GROW is an exploration of my journey: not just the process itself, but the fears and hopes that went into it, the tools I used, the things I learned. It’s joyful and earnest, like the mornings I spent just watching the breeze ruffle the leaves of my kale plants; and it’s reflective and somber, too, because sometimes a deer jumps the fence and eats your snap peas and there’s nothing you can do but cry a little bit on the way back home.

But ultimately, I wanted this to be a celebration of the things I’ve done this summer and an acknowledgement of how hard it can sometimes be to take an active part in the interdependent web of life that’s all around us … and how rewarding that can be. So there’s words and pictures and musings on magic, and there are things to eat, and there are silly lists. Basically just a bunch of wholesome, thoughtful things that I like and that I hope other people will find interesting too.
------------------------
-- WHAT YOU WILL DO --
A – In the GROW text, what jumps the fence and eats the snap peas?
B – Sum up the GROW text in two sentences.

-- DATASET SECTION --
------------------------
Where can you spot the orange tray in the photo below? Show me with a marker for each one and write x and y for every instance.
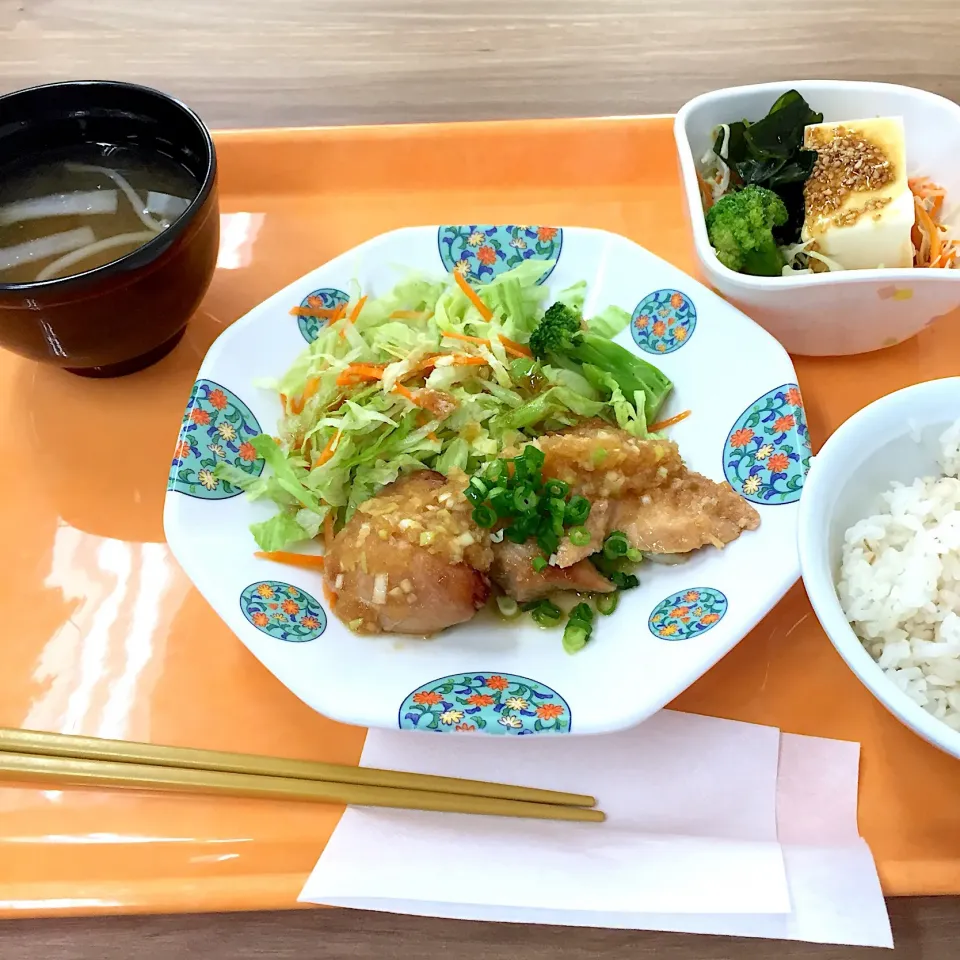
------------------------
-- ANSWERS PROVIDED --
A – A deer.

B – GROW explores the author's journey, including the fears and hopes behind it, the tools used, and the lessons learned, in a tone that is both joyful and somber. It celebrates what the author did this summer and acknowledges how hard, yet rewarding, it is to take part in the web of life, offering words, pictures, musings on magic, things to eat, and silly lists.